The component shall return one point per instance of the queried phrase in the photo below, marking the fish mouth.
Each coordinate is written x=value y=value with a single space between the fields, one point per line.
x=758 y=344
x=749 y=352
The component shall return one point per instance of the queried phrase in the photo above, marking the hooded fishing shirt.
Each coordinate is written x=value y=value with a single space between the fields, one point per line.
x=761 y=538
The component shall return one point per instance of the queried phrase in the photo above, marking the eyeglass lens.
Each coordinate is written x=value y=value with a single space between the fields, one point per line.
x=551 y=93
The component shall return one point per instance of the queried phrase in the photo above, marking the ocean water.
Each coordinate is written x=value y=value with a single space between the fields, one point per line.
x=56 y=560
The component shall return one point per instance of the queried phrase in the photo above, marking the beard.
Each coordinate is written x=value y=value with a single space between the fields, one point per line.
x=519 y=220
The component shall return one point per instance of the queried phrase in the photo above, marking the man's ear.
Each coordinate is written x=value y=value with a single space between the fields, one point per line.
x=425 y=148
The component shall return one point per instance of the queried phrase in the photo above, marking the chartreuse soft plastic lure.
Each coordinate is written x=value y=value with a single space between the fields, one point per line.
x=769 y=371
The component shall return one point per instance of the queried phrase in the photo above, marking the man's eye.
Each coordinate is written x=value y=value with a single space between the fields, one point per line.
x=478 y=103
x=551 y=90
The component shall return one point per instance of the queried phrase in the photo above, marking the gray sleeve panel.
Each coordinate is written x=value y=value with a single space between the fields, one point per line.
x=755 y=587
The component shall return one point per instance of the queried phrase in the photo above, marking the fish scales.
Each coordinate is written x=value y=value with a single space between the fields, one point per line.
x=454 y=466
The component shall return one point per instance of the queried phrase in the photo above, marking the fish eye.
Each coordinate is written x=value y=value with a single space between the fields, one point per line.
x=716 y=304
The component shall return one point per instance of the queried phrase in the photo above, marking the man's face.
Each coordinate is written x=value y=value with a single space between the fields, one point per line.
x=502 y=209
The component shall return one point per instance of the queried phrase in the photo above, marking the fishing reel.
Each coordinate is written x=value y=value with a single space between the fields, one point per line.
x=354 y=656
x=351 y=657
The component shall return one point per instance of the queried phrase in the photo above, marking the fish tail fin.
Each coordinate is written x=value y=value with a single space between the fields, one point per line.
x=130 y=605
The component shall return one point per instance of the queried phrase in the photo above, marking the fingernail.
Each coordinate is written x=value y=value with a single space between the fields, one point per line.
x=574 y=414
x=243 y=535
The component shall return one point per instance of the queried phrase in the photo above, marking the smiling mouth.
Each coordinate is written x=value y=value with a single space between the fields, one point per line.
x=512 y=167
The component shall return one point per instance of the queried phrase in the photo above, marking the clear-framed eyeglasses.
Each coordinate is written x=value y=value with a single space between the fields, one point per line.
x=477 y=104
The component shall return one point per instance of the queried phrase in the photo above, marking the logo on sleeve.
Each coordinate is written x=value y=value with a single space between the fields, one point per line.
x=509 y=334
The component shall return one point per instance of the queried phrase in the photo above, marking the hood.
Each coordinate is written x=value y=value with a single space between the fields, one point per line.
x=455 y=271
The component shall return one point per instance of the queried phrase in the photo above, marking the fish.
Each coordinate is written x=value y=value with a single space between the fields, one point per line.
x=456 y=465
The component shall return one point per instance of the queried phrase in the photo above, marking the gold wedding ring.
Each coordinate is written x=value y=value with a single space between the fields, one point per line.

● **Requirement**: The reply should be a precise retyping of all the data.

● **Result of the exercise**:
The component shall return one point per instance of the queried phrase in the photo below, marking the fish mouth.
Each coordinate is written x=value y=value with a single space between the fields, one point per line.
x=758 y=344
x=749 y=352
The component shall return one point per instance of the queried phrase in the photo above, marking the hooded fishing shirt.
Each coordinate is written x=value y=value with a single space between the fields, one point per line.
x=761 y=538
The component shall return one point per instance of the queried phrase in the photo above, marking the eyeglass lens.
Each coordinate is written x=value y=value with a single space between the fields, one point per line.
x=551 y=93
The component shall return one point per instance of the queried phrase in the photo above, marking the ocean water.
Each coordinate is written x=value y=value with a single space between the fields, one point per line.
x=56 y=560
The component shall return one point per instance of the queried phrase in the photo above, marking the beard.
Each coordinate is written x=value y=value with a single space between the fields, one point per line.
x=519 y=220
The component shall return one point per instance of the queried phrase in the photo above, marking the man's ear.
Each coordinate is written x=value y=value with a single space between the fields, one point per line.
x=425 y=148
The component shall return one point per instance of the queried phrase in the photo above, marking the chartreuse soft plastic lure.
Each coordinate is written x=value y=value with a single space between the fields, one point per line.
x=769 y=371
The component shall return one point per instance of the queried phrase in the photo above, marking the man's eye.
Each coordinate is written x=value y=value with a single space between the fields, one point per line.
x=478 y=103
x=551 y=90
The component shall return one point per instance of the queried phrase in the photo above, marking the gray sleeve panel.
Each coordinate is written x=value y=value with a single space between the fields, one point per line.
x=755 y=587
The component shall return one point per instance of the queried phrase in the photo above, marking the fish scales.
Each coordinate is written x=value y=value with a single space between the fields, one point per line.
x=454 y=466
The component shall return one point per instance of the queried phrase in the photo above, marking the fish eye.
Each coordinate is written x=value y=value with a single space between the fields, one point per line.
x=716 y=304
The component shall return one point per instance of the queried phrase in the photo above, marking the man's face.
Each coordinate is written x=value y=value with a single space between the fields, one point per line.
x=502 y=209
The component shall return one point per instance of the queried phrase in the photo above, marking the fishing reel.
Each coordinate is written x=value y=value with a single space between the fields, one point per line.
x=354 y=656
x=351 y=657
The component shall return one point per instance of the queried phrase in the photo above, marking the fish tail fin.
Each coordinate is written x=value y=value with a single space between the fields, one point per line.
x=130 y=605
The component shall return one point per instance of the queried phrase in the photo above, marking the fingernail.
Each coordinate is written x=value y=value with a single space between the fields, one point per line.
x=574 y=414
x=243 y=535
The component shall return one point per instance of the queried phrase in the photo above, marking the smiling mouth.
Each coordinate is written x=value y=value with a single space between the fields, one point per line.
x=512 y=167
The component shall return one point per instance of the queried phrase in the photo above, marking the clear-framed eyeglasses.
Each coordinate is written x=value y=value with a single space between the fields, one point per line.
x=477 y=104
The component shall return one point per instance of the queried phrase in the photo above, marking the logo on sleeve.
Each coordinate is written x=value y=value with a single space between the fields, one point per line.
x=509 y=334
The component shall return one point per instance of the queried phrase in the photo above, marking the hood.
Each coordinate is written x=value y=value with a single space between the fields, one point per line.
x=455 y=271
The component shall return one point per instance of the queried phrase in the photo above, marking the fish.
Each coordinate is written x=value y=value with a single space between the fields, one point per line.
x=456 y=465
The component shall return one point per instance of the queried phrase in the photo above, marking the gold wedding ring.
Each coordinate is written x=value y=value with a single space between the fields, one point per line.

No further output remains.